Directives:
(A) Reproduce the stretch of the forum thread from "## Msradell (Apr" through "GCtony (Apr 25, 2013)".
(B) List each distinct username shown in a post heading in the forum thread.
(C) In the forum thread, which manufacturer besides Hubbell does Msradell say makes fixtures for Class I Div 2 areas?

Source:
>>>

Thanks in advance for your help!


----------



## cda (Apr 24, 2013)

Sounds like close to indoor dispensing per the fire code, will look at what that says


----------



## fireguy (Apr 24, 2013)

"For the Sparky's, is there such a thing as a simple incandecent light fixture, Class 1 Div 2D that is also suitable for oudoor use? When I called the supply house, I got the "WTH are you talking about" silence from the sales expert."

Emergency and exit lights are available for "damp locations" Are incandecents available with that rating?


----------



## Msradell (Apr 25, 2013)

Here's a listing of a bunch of Hubble, fixtures for Class I Div 2 areas: Hubbell Industrial Lighting : Products : Hazardous Class 1, Division 2 Cooper and many others also make them.  They are not cheap to say the least.  I worked in a chemical plant or everything was Class I electrically so any electrical project was very expensive.


----------



## GCtony (Apr 25, 2013)

Thank you all!  It sounds like I'm correct with Class 1 - D2

CDA, "Sounds like close to indoor dispensing per the fire code, will look at what that says"  I think this is open to opinion,  Personally I don't see how a build up for vapor would be probable. However, if there were a spill, obviously the chances increase for a build up of vapor, possibly collecting higher in the structure.  The "shed" is fully open on one side and the other three sides are open at the bottom.

What section in the fire code should I be looking at? From what I have read, I don't see that it would change Class or division.


----------



## mark handler (Apr 25, 2013)

Google


----------



## cda (Apr 25, 2013)

GCtony said:
			
		

> Thank you all!  It sounds like I'm correct with Class 1 - D2CDA, "Sounds like close to indoor dispensing per the fire code, will look at what that says"  I think this is open to opinion,  Personally I don't see how a build up for vapor would be probable. However, if there were a spill, obviously the chances increase for a build up of vapor, possibly collecting higher in the structure.  The "shed" is fully open on one side and the other three sides are open at the bottom.
> 
> What section in the fire code should I be looking at? From what I have read, I don't see that it would change Class or division.

<<<

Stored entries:
>>>

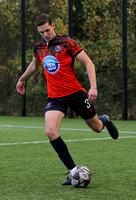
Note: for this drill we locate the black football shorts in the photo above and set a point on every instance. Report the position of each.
(78, 102)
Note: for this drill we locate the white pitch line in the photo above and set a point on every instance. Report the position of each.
(65, 129)
(74, 140)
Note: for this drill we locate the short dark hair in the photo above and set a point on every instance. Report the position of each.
(42, 19)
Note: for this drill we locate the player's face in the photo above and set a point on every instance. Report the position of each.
(47, 31)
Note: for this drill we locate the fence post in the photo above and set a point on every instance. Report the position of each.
(124, 59)
(23, 61)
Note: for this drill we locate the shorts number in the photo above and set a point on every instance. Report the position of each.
(88, 104)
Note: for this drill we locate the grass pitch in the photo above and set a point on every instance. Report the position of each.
(31, 170)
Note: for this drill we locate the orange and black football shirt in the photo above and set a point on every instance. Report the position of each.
(58, 58)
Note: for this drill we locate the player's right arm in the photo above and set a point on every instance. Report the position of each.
(32, 68)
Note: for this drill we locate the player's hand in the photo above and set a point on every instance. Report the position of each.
(21, 87)
(92, 95)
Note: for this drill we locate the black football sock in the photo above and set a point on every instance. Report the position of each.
(63, 153)
(104, 120)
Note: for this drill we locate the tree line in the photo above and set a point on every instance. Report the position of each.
(96, 27)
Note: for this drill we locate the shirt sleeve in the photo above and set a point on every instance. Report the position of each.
(73, 47)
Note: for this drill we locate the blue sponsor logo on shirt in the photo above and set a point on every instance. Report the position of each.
(51, 64)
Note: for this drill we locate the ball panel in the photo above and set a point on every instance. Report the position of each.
(80, 176)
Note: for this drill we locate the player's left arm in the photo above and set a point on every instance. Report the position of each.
(86, 61)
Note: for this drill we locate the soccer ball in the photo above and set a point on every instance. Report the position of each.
(80, 176)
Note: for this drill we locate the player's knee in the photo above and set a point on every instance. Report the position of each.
(51, 133)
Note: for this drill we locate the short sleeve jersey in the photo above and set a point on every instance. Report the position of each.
(58, 58)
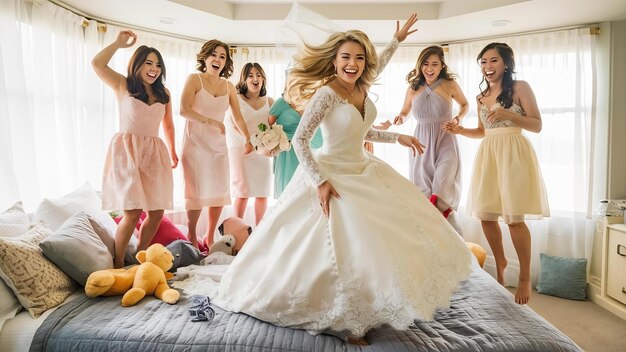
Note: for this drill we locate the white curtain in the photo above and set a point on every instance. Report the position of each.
(47, 141)
(560, 68)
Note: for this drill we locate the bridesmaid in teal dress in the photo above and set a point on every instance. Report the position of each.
(285, 163)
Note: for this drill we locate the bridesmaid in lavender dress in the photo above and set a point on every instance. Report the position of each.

<<<

Solutions to each task:
(A)
## Msradell (Apr 25, 2013)

Here's a listing of a bunch of Hubble, fixtures for Class I Div 2 areas: Hubbell Industrial Lighting : Products : Hazardous Class 1, Division 2 Cooper and many others also make them.  They are not cheap to say the least.  I worked in a chemical plant or everything was Class I electrically so any electrical project was very expensive.


----------



## GCtony (Apr 25, 2013)

(B)
cda
fireguy
Msradell
GCtony
mark handler

(C) Cooper